Dataset excerpts on object pointing —
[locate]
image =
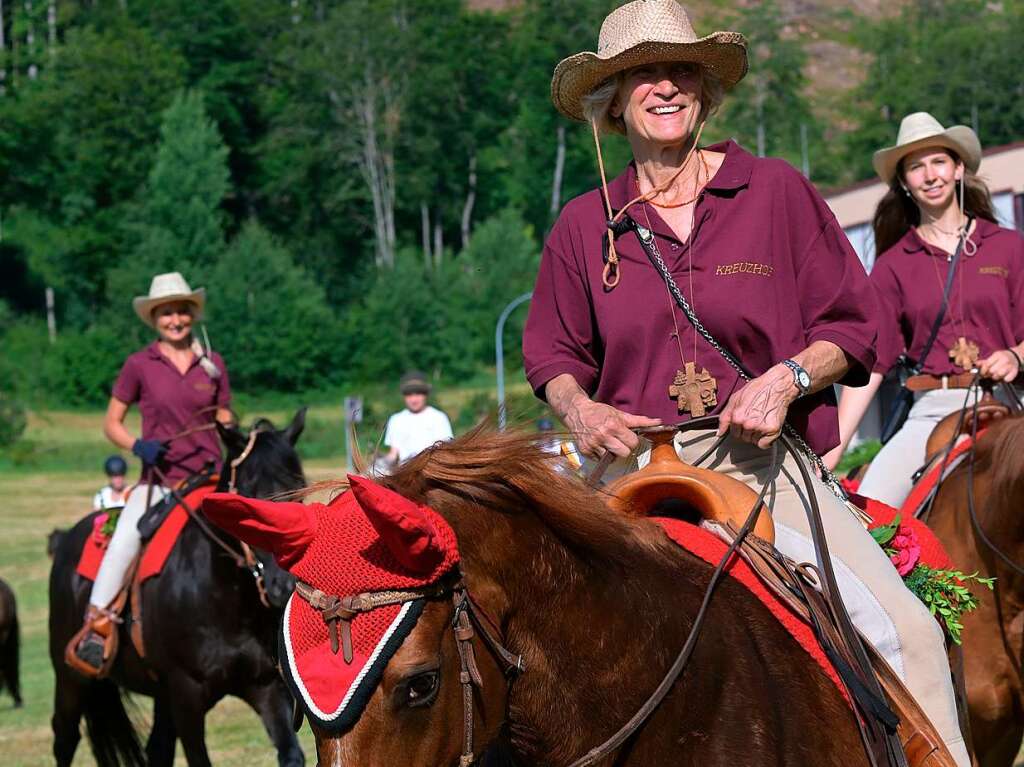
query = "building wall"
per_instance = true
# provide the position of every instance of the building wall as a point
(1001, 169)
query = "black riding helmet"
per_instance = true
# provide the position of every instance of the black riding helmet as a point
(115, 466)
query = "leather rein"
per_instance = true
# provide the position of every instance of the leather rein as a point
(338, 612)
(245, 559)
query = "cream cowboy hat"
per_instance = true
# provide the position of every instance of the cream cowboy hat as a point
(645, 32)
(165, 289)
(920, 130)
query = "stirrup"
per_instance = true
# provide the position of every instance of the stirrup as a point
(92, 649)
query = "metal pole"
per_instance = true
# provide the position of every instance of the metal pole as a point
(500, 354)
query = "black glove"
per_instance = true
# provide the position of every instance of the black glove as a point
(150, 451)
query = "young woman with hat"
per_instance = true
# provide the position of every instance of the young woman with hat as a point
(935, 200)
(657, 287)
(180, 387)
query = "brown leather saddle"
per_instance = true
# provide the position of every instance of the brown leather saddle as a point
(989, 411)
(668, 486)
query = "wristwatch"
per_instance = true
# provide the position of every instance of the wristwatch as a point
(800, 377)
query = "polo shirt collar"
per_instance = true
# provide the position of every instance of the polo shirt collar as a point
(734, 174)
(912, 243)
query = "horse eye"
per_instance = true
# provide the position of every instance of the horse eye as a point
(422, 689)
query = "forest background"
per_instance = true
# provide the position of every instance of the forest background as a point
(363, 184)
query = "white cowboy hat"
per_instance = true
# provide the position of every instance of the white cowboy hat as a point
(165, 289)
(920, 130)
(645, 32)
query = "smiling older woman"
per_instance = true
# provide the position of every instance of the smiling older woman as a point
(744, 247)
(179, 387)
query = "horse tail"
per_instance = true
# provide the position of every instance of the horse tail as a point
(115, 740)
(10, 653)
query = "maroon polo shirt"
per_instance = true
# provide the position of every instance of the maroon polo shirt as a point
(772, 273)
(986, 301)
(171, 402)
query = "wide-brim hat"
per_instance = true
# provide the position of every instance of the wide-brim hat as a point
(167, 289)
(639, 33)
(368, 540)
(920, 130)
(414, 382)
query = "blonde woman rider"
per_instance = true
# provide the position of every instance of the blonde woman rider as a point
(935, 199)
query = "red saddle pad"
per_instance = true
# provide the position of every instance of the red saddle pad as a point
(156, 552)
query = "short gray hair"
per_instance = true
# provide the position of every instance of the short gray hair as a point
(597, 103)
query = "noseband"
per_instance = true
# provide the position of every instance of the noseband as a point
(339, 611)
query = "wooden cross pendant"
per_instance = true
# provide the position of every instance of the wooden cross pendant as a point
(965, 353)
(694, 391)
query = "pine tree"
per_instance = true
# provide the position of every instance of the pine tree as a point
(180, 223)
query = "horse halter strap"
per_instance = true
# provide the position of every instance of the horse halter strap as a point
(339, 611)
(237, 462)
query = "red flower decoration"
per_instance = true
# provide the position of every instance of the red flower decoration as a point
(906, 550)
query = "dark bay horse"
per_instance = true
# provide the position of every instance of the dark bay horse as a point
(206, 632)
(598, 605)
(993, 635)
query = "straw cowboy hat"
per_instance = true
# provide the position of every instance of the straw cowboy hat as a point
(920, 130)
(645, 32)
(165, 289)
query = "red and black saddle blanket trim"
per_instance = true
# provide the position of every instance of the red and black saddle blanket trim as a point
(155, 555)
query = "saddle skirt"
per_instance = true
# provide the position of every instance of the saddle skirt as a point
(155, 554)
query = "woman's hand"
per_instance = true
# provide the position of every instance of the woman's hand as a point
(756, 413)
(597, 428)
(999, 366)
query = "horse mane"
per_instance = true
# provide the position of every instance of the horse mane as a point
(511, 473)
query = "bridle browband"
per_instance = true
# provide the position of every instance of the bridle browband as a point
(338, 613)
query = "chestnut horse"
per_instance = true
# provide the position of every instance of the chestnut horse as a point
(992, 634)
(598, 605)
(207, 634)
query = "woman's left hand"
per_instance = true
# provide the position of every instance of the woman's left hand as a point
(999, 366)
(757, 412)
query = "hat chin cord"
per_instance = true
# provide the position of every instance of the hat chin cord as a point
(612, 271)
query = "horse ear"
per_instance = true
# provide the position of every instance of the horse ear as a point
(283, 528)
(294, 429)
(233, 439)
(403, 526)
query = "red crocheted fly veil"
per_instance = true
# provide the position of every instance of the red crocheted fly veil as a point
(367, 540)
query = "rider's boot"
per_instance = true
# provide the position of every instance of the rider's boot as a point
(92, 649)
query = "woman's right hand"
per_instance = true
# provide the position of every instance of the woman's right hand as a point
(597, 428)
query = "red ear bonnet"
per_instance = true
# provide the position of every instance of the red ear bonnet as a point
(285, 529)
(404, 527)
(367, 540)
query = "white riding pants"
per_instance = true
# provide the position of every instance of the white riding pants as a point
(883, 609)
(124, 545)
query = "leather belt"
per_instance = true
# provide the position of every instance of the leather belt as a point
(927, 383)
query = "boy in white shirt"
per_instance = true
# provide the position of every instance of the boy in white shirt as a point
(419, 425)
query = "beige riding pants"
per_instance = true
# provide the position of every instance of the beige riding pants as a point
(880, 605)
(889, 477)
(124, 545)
--
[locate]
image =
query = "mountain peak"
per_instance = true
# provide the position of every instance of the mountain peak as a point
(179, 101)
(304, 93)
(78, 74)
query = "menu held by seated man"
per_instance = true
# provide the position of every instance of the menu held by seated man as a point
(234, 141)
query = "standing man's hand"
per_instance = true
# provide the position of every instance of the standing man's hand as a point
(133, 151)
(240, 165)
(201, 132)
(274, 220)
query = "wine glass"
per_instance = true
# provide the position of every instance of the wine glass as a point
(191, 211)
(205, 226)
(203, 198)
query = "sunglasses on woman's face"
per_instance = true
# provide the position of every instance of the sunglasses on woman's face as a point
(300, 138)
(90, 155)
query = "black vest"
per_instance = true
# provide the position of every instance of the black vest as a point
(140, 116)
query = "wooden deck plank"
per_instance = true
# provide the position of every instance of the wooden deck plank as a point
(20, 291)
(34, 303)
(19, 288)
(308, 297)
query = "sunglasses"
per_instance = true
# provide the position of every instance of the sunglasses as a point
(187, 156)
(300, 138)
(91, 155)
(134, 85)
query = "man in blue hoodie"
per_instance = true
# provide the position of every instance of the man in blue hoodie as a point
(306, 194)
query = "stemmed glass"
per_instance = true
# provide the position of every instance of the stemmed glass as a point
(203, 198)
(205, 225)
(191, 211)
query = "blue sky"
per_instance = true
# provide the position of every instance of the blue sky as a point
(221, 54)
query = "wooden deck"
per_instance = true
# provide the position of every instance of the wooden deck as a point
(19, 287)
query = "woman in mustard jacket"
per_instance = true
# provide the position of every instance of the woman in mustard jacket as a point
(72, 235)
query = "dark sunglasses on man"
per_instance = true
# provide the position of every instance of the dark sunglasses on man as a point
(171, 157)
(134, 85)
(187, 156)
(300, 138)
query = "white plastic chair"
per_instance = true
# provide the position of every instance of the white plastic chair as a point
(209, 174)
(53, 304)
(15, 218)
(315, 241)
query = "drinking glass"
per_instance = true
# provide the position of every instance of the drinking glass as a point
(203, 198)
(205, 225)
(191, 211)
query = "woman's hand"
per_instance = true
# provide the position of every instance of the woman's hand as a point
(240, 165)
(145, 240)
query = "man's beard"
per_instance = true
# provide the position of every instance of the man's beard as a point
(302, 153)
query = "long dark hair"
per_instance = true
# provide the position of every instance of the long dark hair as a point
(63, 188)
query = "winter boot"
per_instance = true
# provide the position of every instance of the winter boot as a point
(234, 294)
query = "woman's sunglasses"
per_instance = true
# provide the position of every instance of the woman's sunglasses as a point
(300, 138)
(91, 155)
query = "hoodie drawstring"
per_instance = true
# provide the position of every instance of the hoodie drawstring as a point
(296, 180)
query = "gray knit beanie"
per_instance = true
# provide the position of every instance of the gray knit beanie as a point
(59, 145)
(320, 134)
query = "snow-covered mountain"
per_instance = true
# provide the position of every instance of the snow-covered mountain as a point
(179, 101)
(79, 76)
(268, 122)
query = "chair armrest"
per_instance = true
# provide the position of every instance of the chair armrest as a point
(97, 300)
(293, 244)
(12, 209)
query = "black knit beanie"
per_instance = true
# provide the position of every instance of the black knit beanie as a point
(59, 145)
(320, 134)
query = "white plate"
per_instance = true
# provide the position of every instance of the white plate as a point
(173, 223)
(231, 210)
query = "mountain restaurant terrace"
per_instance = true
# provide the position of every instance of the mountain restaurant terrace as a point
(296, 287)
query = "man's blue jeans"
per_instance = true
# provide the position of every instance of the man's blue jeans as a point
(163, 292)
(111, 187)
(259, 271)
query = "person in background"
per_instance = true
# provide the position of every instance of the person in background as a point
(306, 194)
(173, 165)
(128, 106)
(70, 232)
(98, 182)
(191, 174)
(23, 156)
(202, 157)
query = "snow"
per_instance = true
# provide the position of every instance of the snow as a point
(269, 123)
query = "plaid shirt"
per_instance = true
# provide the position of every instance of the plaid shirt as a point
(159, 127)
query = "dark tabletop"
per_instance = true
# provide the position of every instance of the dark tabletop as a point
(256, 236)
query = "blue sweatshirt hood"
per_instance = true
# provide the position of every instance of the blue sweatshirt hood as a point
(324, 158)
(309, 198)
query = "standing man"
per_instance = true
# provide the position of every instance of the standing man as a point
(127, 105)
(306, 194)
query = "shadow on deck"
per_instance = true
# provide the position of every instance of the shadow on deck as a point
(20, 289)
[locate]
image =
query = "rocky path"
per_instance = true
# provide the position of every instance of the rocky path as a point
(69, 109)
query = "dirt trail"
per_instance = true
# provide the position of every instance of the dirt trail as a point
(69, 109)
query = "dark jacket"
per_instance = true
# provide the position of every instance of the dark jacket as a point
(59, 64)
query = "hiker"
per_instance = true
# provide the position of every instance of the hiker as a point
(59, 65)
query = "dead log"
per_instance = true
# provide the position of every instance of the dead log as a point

WHAT THIS TASK INVOLVES — Report every line of the listing above that contains the string "wooden", copying each line in full.

RESULT —
query = "wooden cross pendant"
# provide the position of every instance of the wooden cross pendant as a point
query = "wooden deck plank"
# provide the position of every instance of the wooden deck plank as a point
query = "wooden deck"
# provide the position of every instance of the wooden deck as a point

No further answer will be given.